> [TASK STATEMENT] Rewrite the records below, putting "painted lane line" in place of "white road edge marking" wherever it appears and keeping everything else the same.

> [SUPPLIED RECORDS]
%%

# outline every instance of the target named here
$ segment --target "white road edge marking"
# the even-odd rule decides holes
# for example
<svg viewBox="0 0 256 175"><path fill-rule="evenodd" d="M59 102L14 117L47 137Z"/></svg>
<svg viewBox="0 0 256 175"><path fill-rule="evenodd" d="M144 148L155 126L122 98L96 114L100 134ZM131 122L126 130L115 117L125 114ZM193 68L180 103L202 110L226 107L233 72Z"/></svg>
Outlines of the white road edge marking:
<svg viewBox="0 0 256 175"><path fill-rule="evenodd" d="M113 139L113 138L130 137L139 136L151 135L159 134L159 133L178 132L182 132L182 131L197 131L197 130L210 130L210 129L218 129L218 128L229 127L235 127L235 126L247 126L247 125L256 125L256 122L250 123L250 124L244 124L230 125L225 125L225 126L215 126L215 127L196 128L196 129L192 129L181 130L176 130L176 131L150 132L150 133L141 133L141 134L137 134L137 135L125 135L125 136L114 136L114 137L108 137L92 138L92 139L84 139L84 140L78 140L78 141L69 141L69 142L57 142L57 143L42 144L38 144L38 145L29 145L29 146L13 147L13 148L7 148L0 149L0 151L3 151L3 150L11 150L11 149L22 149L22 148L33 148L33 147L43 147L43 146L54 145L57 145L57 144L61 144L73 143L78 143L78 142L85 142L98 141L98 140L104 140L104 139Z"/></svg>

%%

> [EXERCISE RESPONSE]
# outline every instance of the target named here
$ segment --target "painted lane line"
# the even-odd rule decides holes
# for example
<svg viewBox="0 0 256 175"><path fill-rule="evenodd" d="M59 102L14 117L47 137Z"/></svg>
<svg viewBox="0 0 256 175"><path fill-rule="evenodd" d="M144 148L155 126L122 98L96 114L100 134ZM131 122L126 130L115 117L125 114ZM193 68L180 103L202 110L226 107L233 72Z"/></svg>
Outlines of the painted lane line:
<svg viewBox="0 0 256 175"><path fill-rule="evenodd" d="M113 139L113 138L130 137L139 136L151 135L159 134L159 133L178 132L182 132L182 131L197 131L197 130L210 130L210 129L218 129L218 128L229 127L235 127L235 126L247 126L247 125L256 125L256 122L250 123L250 124L244 124L230 125L225 125L225 126L215 126L215 127L196 128L196 129L192 129L181 130L176 130L176 131L150 132L150 133L141 133L141 134L137 134L137 135L125 135L125 136L114 136L114 137L108 137L92 138L92 139L84 139L84 140L78 140L78 141L69 141L69 142L57 142L57 143L42 144L38 144L38 145L29 145L29 146L13 147L13 148L7 148L0 149L0 151L3 151L3 150L11 150L11 149L22 149L22 148L33 148L33 147L43 147L43 146L54 145L57 145L57 144L61 144L73 143L78 143L78 142L85 142L98 141L98 140L104 140L104 139Z"/></svg>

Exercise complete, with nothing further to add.